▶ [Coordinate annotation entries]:
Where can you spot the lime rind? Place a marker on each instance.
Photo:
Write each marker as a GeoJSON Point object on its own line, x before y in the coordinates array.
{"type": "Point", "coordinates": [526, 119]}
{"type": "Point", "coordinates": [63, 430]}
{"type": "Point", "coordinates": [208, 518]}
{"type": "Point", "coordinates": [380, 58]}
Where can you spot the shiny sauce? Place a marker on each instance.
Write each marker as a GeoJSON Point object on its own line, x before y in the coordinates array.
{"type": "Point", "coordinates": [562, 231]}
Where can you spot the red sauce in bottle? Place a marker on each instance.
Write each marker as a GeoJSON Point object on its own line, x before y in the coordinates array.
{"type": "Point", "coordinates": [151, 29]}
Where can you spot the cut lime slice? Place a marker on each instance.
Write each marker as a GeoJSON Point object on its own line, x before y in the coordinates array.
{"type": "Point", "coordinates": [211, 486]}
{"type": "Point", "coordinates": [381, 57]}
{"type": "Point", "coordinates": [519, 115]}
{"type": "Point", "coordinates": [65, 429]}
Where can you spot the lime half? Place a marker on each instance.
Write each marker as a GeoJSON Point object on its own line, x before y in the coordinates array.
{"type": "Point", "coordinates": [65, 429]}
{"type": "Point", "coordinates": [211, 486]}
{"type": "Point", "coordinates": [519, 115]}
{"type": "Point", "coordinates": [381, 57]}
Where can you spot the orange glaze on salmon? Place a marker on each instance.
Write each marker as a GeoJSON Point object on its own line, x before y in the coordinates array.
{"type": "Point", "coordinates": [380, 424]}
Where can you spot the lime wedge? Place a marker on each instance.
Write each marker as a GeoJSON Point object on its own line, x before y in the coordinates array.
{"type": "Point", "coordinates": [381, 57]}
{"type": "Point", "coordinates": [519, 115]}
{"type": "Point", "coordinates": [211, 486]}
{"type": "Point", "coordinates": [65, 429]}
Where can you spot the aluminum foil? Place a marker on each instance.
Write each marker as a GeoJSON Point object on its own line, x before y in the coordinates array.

▶ [INSTRUCTIONS TO FOLLOW]: Format the items as a Markdown table with the columns Row and Line, starting at the line that contains "Where can you spot the lime wedge?" and ending at the last line of the items. Number each line in Row and skip any blank lines.

▶ [RESPONSE]:
| Row | Line |
|---|---|
| 1 | Where can you spot the lime wedge? Place a marker on each instance. |
| 2 | Write each marker as a GeoJSON Point object on its own line, x before y in the coordinates array. |
| 3 | {"type": "Point", "coordinates": [381, 57]} |
| 4 | {"type": "Point", "coordinates": [519, 115]} |
| 5 | {"type": "Point", "coordinates": [211, 486]} |
| 6 | {"type": "Point", "coordinates": [65, 429]} |
| 7 | Where can you spot the aluminum foil? Place a marker on each instance. |
| 8 | Write each marker as a GeoJSON Point object on its own line, x before y in the coordinates array. |